-- START Source data --

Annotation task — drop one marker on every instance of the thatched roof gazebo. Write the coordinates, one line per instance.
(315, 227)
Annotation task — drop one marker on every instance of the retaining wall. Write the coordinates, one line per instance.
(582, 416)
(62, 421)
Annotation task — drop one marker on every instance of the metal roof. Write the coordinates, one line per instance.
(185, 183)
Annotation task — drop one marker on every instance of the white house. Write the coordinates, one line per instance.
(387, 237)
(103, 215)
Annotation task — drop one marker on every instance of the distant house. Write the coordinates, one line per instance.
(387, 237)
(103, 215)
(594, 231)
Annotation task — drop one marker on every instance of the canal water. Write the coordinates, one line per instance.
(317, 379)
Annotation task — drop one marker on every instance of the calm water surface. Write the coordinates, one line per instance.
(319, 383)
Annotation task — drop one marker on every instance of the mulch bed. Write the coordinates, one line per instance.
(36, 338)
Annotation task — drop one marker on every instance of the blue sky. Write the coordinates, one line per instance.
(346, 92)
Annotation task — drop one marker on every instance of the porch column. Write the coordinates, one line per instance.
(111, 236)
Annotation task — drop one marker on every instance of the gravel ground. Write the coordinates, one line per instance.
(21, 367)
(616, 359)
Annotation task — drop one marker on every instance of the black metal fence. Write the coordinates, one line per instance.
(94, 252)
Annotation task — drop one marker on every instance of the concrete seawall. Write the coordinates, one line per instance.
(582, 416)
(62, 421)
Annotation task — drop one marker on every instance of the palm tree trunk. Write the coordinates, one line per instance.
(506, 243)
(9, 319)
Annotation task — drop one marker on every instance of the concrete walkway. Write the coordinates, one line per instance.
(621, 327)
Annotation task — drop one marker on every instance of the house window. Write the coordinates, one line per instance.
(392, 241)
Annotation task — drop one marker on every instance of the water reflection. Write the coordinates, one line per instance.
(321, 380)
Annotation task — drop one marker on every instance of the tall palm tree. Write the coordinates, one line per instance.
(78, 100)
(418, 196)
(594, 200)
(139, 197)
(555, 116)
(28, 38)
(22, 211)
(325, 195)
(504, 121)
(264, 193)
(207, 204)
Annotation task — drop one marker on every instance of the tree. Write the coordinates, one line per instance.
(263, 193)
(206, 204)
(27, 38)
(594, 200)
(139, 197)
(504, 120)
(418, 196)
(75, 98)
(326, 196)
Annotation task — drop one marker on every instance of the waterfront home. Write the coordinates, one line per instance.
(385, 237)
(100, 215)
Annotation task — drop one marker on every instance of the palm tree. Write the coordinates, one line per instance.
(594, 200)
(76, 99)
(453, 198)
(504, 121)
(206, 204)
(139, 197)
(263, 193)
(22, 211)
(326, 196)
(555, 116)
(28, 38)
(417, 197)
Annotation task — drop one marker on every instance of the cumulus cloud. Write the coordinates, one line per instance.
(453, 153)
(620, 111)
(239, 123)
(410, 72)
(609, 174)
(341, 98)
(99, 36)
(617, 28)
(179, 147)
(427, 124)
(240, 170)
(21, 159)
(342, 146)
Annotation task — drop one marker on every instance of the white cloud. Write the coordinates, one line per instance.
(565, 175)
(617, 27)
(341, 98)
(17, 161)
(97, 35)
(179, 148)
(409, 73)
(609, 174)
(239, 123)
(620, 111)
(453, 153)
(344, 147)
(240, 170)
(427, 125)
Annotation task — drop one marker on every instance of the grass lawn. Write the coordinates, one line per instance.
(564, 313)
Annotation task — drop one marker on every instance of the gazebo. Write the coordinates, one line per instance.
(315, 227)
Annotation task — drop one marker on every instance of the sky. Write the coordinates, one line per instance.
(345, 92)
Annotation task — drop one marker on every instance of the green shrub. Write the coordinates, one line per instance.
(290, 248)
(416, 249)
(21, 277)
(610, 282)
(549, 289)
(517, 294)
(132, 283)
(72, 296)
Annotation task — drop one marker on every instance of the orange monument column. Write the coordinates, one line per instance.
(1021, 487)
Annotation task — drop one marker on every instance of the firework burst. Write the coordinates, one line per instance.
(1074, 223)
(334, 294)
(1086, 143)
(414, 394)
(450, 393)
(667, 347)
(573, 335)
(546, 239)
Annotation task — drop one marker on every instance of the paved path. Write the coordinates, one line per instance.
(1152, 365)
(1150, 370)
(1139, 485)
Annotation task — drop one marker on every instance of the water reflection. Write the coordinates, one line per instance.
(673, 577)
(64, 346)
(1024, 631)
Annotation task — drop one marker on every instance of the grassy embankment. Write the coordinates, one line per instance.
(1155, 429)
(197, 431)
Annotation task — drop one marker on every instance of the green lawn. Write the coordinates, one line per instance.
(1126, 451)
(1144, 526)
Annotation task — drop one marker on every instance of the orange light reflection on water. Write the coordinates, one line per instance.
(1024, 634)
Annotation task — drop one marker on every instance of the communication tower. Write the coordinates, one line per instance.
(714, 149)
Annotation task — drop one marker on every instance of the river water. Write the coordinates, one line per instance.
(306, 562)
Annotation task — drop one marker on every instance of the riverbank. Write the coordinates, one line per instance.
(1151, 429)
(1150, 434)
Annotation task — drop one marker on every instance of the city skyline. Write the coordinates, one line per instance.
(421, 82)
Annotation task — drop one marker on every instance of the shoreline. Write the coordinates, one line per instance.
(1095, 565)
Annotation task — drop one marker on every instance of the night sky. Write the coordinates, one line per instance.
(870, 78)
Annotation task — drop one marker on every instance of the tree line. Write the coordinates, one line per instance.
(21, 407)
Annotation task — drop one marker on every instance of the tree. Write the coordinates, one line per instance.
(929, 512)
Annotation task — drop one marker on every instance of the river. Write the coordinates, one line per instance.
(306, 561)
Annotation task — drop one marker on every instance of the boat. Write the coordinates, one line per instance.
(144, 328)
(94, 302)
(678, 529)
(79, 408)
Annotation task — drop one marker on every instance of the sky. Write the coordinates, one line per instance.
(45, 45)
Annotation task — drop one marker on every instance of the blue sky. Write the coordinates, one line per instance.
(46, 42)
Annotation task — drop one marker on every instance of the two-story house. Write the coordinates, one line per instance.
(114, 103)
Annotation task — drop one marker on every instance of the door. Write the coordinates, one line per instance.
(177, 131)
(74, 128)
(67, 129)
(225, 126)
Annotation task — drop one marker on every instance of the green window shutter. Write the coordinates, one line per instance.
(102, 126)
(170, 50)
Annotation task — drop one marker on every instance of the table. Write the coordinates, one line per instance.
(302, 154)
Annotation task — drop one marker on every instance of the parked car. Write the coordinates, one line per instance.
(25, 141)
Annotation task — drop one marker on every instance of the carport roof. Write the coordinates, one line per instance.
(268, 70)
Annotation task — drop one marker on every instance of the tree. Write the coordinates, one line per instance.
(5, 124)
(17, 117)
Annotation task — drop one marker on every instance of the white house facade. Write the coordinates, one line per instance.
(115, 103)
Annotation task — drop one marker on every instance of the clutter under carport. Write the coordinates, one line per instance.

-- END Source data --

## Short problem
Copy out all of the material above verbatim, from the first line to the last.

## The completed task
Annotation task — drop one marker on every instance of the thatched roof gazebo. Write the coordinates, one line per instance.
(315, 227)
Annotation task — drop one marker on every instance of the retaining wall. Write the coordinates, one line per instance.
(582, 416)
(62, 421)
Annotation task — drop one marker on every instance of the metal roof. Write the coordinates, one line per instance.
(185, 183)
Annotation task — drop one marker on every instance of the white house. Write the coordinates, one line per instance.
(387, 237)
(103, 215)
Annotation task — drop one marker on every instance of the distant house. Write the coordinates, one line per instance.
(387, 237)
(103, 215)
(594, 231)
Annotation task — drop one marker on every instance of the canal water. Write the coordinates, one line per instance.
(317, 379)
Annotation task — drop one marker on every instance of the calm water surface. Write the coordinates, one line per instance.
(319, 383)
Annotation task — drop one marker on every instance of the mulch bed. Write the coordinates, one line per instance.
(36, 338)
Annotation task — drop one marker on every instance of the blue sky. Write the coordinates, one line per instance.
(346, 92)
Annotation task — drop one marker on every instance of the porch column. Write the coordinates, one line per instance.
(111, 236)
Annotation task — drop one marker on every instance of the gravel ground. Write the coordinates, one line per instance.
(21, 367)
(616, 359)
Annotation task — drop one marker on every instance of the black metal fence. Write the coordinates, one line per instance.
(94, 252)
Annotation task — drop one marker on every instance of the concrete seawall. Write the coordinates, one line per instance.
(582, 416)
(62, 421)
Annotation task — drop one marker on every instance of the palm tree trunk. Write the coordinates, one line per instance.
(506, 243)
(9, 319)
Annotation task — drop one marker on every instance of the concrete walkway. Write the coordinates, one line per instance.
(621, 327)
Annotation task — drop one marker on every instance of the house window. Write the coordinates, one line per instance.
(392, 241)
Annotation task — drop one marker on every instance of the water reflection. Write the coordinates, one line per instance.
(321, 380)
Annotation task — drop one marker on every instance of the tall palm tree. Write the coordinates, one line per instance.
(78, 100)
(418, 196)
(594, 200)
(139, 197)
(555, 116)
(28, 38)
(22, 211)
(325, 195)
(504, 121)
(264, 193)
(207, 204)
Annotation task — drop one marker on every instance of the tree. Write the coordinates, one line per instance.
(263, 193)
(206, 204)
(27, 38)
(594, 200)
(139, 197)
(504, 120)
(418, 196)
(75, 98)
(326, 196)
Annotation task — drop one marker on every instance of the waterfront home. Write the coordinates, one line per instance.
(385, 237)
(100, 215)
Annotation task — drop one marker on every instance of the palm tree. Write the coordinates, one line per instance.
(594, 200)
(76, 99)
(453, 198)
(504, 121)
(206, 204)
(139, 197)
(263, 193)
(22, 211)
(326, 196)
(555, 116)
(28, 38)
(417, 197)
Annotation task — drop one marker on every instance of the cumulus cloud. Write the coordinates, one line per instance.
(453, 153)
(620, 111)
(239, 123)
(410, 72)
(609, 174)
(341, 98)
(99, 36)
(617, 28)
(179, 147)
(427, 124)
(240, 170)
(21, 159)
(342, 146)
Annotation task — drop one marker on every instance of the white cloud. Write the coordinates, one line per instance.
(565, 175)
(617, 27)
(341, 98)
(17, 161)
(97, 35)
(179, 148)
(409, 73)
(609, 174)
(239, 123)
(620, 111)
(453, 153)
(344, 147)
(240, 170)
(427, 125)
Annotation task — drop one marker on every instance of the grass lawn. Write the coordinates, one line per instance.
(564, 313)
Annotation task — drop one marker on every instance of the gazebo. Write the coordinates, one line per instance.
(315, 227)
Annotation task — drop one marker on every instance of the sky. Write the coordinates, one line per instance.
(345, 92)
Annotation task — drop one marker on every instance of the green shrub. Write the coordinates, one line per instance.
(290, 248)
(416, 249)
(21, 277)
(610, 282)
(549, 289)
(517, 294)
(132, 283)
(72, 296)
Annotation task — drop one marker on every instance of the orange monument column. Write the coordinates, one line per instance.
(1021, 487)
Annotation task — drop one marker on every instance of the firework burst. Write the coordinates, one line per instance.
(1074, 223)
(334, 294)
(1086, 143)
(414, 394)
(450, 393)
(667, 347)
(573, 335)
(546, 239)
Annotation task — drop one marker on every instance of the paved path. Write the coordinates, one line per instance.
(1152, 365)
(1150, 370)
(1139, 485)
Annotation task — drop one marker on every instance of the water reflection. Write the coordinates, one line per instance.
(673, 577)
(64, 346)
(1024, 631)
Annotation task — drop one marker on every instance of the grassy embankment. Write the coordinates, one line per instance.
(1155, 429)
(197, 431)
Annotation task — drop one marker on every instance of the green lawn. Write the coordinates, one line per instance.
(1126, 451)
(1144, 526)
Annotation task — drop one marker on every instance of the orange light reflection on water. Write the coordinates, one line per instance.
(1024, 634)
Annotation task — drop one marker on every instance of the communication tower. Write the coordinates, one line per instance.
(714, 149)
Annotation task — drop one marker on every instance of the river water. Write the coordinates, one line per instance.
(306, 562)
Annotation task — drop one marker on every instance of the riverbank. Write the coordinates, one line per instance.
(1151, 429)
(1150, 434)
Annotation task — drop one marker on every instance of the city skyline. Write the coordinates, one line per instance.
(421, 82)
Annotation task — drop one marker on every instance of the shoreline. Write the coordinates, one line per instance.
(1095, 565)
Annotation task — drop one marker on every instance of the night sky. Write the coordinates, one line per instance.
(870, 78)
Annotation task — drop one marker on every instance of the tree line. Write the coordinates, one line per instance.
(21, 407)
Annotation task — drop one marker on every instance of the tree. Write the coordinates, one line per instance.
(929, 512)
Annotation task — drop one marker on every instance of the river. Write the coordinates, one line per instance.
(306, 561)
Annotation task — drop one marker on every instance of the boat. Write the coordinates, one line per instance.
(144, 328)
(94, 302)
(678, 529)
(79, 408)
Annotation task — drop one marker on every instance of the sky. Write the coordinates, one line per instance.
(45, 45)
Annotation task — drop one marker on every instance of the blue sky. Write the coordinates, one line per instance.
(46, 42)
Annotation task — drop one marker on every instance of the two-story house. Write the coordinates, one line per instance.
(114, 103)
Annotation task — drop one marker on every instance of the door. Write the coordinates, one line per instance.
(177, 131)
(74, 128)
(67, 129)
(225, 126)
Annotation task — drop one marker on every instance of the green window shutter. Write the coordinates, one line per instance.
(102, 126)
(170, 50)
Annotation task — drop one marker on every instance of the table. Write the coordinates, one line per instance.
(302, 154)
Annotation task — drop one marker on every instance of the parked car. Write the coordinates, one line per instance.
(25, 141)
Annotation task — drop one marker on every instance of the carport roof. Write the coordinates, one line per instance.
(268, 70)
Annotation task — drop one marker on every instance of the tree. Write the coordinates, one line per instance.
(5, 124)
(17, 117)
Annotation task — drop one marker on every instance of the white house facade. Write the coordinates, one line per instance.
(115, 103)
Annotation task — drop one marker on every instance of the clutter under carport. Write the coordinates, one line per instance.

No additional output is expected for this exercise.